• **文書本文**:
■ ■ ■ ■ ■

監修/入谷栄一先生
監修/入谷栄一先生

■ストレスが引き金となって起こる心身症に悩む人が増えている

 近年、増えている「心身症」は、心理・社会的ストレスが原因となって発症したり、症状が悪化したりする体の病気の総称で、代表的なものに過敏性腸症候群(IBS)、機能性ディスペプシア、アトピー性皮膚炎、本態性高血圧、頭痛などがあります。

 これらの場合、症状を抑える治療だけでは再発を繰り返すケースが多く、病気の背景にあるストレスに対するアプローチが必要となります。

 同じく心理・社会的ストレスによって発症する神経症、うつ病などの精神疾患も、その多くが体の不調を伴います。

 不調が続く場合は放置せず、きちんと医療機関を受診するようにしましょう。ストレスを感じ、不定愁訴(疲労感、頭重感、めまい、イライラ、よく眠れないなど)があるなら、まず心療内科に相談するのもよい方法です。

■心身症の一例

<頭痛>
検査をしても異常が見つからない「機能性頭痛(慢性頭痛)」の中でも、緊張型頭痛や片頭痛はストレスが引き金になりやすい。

<アトピー性皮膚炎>
アレルギー性の炎症で皮膚のバリア機能が低下し、かゆみを伴う湿疹がよくなったり悪くなったりを繰り返す。

<本態性高血圧症>
高血圧の中で、血圧が高くなるはっきりとした原因が特定できないもの。日本人の高血圧の約90%が該当する。

<機能性ディスペプシア>
胃もたれやみぞおちあたりの痛み、膨満感など腹部に慢性的な症状が続くが、検査をしても明らかな原因が見られない。

<過敏性腸症候群 (IBS)>
腹痛や腹部不快感を伴う便通異常を繰り返す。下痢型、便秘型、下痢と便秘を交互に繰り返す交代型の 3 パターンがある。

■ストレスマネジメントを日々の生活の中で実践しよう

 ストレスにどのように対処し、どのようにつき合っていくかを考えることを、ストレスマネジメントといいます。ストレスマネジメントでは、ストレス耐性を高める(傷つかない)ことと、回復力を高め(傷ついても回復できる、傷つきながらも進んでいける)ことの両方を目指していきます。そのためにはまず、ストレスを自覚することから始め、ストレッサーへの対処の仕方(コーピング)を身につけていくことが大切です。

 ストレッサーそのものに働きかけて問題解決ができない場合は、ストレス解消の手段をもつことが助けになります。気晴らしの旅行や趣味などもよい方法ですが、たまに何かするより毎日の生活の中でこまめに解消し、心身を回復することを心がけましょう。

■ ■ ■ ■ ■

• **実施課題**: 心身症に関する本文の「ストレスにどのように対処し、」から「復することを心がけましょう。」まで(両端の語句を含む)を、「ストレッサー」を「ストレス要因」に置き換えて更新し、示すこと。 この後に続く項目は、本文とは別個の資料である。

■ ■ ■ ■ ■

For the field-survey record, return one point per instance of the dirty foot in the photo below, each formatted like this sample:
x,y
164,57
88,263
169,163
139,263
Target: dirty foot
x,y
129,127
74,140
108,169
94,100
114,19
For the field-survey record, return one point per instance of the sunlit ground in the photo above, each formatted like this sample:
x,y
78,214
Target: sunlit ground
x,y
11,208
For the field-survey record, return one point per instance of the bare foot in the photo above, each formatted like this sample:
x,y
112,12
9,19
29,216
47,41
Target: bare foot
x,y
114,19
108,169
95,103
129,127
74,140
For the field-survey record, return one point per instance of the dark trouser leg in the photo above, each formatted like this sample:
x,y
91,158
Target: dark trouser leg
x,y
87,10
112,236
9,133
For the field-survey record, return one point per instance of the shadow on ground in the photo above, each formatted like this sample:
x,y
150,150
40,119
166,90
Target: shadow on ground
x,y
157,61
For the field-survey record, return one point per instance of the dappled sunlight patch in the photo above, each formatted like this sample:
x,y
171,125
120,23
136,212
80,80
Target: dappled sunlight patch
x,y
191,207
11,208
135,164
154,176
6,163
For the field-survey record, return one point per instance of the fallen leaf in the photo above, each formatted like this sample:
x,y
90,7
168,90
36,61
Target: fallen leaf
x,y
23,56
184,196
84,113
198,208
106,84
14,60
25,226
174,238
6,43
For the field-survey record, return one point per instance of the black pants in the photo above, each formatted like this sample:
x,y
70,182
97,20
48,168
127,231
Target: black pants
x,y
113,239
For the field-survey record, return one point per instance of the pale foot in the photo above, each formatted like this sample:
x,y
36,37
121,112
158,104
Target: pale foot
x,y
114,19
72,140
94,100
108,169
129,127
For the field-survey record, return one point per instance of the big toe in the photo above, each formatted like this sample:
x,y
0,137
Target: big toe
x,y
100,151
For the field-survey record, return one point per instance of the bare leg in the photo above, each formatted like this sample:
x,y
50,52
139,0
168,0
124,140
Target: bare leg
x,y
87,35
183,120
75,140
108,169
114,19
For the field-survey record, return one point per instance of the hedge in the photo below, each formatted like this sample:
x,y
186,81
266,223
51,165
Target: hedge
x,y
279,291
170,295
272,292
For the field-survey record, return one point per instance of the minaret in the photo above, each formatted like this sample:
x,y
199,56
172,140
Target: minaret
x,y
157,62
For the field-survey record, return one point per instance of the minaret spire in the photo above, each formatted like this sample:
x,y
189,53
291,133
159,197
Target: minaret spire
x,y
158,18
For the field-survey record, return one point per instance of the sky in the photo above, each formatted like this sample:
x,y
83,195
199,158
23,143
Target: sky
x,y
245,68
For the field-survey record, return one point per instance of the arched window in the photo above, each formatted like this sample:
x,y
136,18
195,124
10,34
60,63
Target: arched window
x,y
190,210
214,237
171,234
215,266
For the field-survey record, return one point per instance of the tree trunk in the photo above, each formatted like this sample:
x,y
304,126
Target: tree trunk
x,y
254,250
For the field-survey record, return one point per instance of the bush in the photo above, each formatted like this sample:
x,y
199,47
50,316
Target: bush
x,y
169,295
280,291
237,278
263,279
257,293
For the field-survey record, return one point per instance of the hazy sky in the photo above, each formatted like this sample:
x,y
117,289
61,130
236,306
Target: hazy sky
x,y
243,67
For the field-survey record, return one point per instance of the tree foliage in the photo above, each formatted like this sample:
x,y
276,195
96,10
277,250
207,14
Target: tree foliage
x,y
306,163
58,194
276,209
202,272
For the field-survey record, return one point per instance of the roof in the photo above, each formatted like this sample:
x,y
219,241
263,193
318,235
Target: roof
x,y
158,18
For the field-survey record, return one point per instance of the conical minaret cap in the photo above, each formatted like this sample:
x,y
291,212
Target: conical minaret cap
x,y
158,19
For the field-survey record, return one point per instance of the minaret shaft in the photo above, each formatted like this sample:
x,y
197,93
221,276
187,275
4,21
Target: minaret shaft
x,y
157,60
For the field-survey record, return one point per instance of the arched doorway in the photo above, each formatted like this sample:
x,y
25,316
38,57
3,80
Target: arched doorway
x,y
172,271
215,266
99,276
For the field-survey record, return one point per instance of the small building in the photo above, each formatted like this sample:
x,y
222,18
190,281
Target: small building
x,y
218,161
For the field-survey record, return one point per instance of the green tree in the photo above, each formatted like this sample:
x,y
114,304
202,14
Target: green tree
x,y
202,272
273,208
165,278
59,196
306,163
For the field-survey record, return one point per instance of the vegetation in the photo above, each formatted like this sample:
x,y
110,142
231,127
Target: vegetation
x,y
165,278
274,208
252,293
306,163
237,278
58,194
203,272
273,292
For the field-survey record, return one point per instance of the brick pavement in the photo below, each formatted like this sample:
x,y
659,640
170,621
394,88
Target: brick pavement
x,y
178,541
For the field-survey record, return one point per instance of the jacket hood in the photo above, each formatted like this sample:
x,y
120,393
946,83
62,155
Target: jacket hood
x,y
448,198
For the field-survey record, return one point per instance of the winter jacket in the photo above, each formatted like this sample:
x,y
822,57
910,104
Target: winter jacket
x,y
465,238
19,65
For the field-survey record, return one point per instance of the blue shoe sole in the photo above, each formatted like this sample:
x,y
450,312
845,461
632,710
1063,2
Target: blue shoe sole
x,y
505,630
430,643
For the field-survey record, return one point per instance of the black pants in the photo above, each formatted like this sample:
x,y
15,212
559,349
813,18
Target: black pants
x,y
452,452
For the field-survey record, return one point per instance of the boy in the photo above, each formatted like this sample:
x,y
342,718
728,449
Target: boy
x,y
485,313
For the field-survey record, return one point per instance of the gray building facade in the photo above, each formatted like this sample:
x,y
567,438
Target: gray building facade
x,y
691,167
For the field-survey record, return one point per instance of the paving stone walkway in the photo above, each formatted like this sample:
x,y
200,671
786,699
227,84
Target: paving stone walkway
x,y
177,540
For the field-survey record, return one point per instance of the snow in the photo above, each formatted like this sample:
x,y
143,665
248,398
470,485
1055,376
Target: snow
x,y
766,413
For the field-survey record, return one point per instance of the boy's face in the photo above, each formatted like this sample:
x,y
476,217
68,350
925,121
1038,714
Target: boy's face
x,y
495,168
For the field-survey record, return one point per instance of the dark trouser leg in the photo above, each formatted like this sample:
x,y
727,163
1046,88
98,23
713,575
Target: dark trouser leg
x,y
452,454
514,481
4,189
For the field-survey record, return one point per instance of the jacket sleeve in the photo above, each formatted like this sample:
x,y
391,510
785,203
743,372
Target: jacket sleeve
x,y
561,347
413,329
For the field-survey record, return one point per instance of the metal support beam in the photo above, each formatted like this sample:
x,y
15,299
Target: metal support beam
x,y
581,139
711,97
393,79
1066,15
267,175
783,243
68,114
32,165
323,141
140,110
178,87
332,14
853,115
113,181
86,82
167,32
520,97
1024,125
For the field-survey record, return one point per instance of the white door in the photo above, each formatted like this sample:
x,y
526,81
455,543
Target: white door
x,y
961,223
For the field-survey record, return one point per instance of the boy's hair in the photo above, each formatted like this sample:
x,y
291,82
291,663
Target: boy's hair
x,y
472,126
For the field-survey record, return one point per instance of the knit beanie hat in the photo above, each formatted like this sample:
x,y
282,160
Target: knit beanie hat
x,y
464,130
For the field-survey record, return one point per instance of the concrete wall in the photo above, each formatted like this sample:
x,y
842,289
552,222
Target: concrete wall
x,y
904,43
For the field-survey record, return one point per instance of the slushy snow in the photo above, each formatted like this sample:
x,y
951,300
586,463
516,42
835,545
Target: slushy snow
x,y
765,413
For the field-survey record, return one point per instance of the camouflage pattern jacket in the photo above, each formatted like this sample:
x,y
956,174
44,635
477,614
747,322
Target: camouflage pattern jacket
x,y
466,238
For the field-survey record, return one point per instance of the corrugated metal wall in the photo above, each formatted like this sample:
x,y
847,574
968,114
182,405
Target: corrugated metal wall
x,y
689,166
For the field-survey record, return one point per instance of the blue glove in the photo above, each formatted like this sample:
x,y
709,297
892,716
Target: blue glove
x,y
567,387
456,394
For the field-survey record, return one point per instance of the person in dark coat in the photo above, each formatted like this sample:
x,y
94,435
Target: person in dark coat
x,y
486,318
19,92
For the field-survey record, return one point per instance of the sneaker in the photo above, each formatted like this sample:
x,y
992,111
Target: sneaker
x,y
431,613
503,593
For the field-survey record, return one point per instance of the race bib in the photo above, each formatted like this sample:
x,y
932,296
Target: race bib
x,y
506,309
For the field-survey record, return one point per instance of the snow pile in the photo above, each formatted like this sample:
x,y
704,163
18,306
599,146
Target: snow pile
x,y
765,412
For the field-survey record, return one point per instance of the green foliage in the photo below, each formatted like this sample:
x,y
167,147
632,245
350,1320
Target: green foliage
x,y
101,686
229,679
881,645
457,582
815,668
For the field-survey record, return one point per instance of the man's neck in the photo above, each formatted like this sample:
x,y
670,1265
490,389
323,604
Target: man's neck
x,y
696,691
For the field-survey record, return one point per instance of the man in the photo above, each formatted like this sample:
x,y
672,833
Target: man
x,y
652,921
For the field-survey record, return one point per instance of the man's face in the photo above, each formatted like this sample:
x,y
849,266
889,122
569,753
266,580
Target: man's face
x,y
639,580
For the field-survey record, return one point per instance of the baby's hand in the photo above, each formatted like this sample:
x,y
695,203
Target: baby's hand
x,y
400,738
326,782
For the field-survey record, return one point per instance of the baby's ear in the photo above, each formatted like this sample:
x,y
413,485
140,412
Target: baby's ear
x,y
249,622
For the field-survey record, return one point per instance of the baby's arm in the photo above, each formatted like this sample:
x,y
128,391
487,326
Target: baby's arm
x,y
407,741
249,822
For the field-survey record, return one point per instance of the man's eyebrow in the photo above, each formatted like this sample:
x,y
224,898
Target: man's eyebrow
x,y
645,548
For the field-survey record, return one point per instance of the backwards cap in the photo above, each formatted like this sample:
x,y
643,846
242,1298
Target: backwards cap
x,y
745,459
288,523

■ ■ ■ ■ ■

• **解答**:
ストレスにどのように対処し、どのようにつき合っていくかを考えることを、ストレスマネジメントといいます。ストレスマネジメントでは、ストレス耐性を高める(傷つかない)ことと、回復力を高め(傷ついても回復できる、傷つきながらも進んでいける)ことの両方を目指していきます。そのためにはまず、ストレスを自覚することから始め、ストレス要因への対処の仕方(コーピング)を身につけていくことが大切です。

 ストレス要因そのものに働きかけて問題解決ができない場合は、ストレス解消の手段をもつことが助けになります。気晴らしの旅行や趣味などもよい方法ですが、たまに何かするより毎日の生活の中でこまめに解消し、心身を回復することを心がけましょう。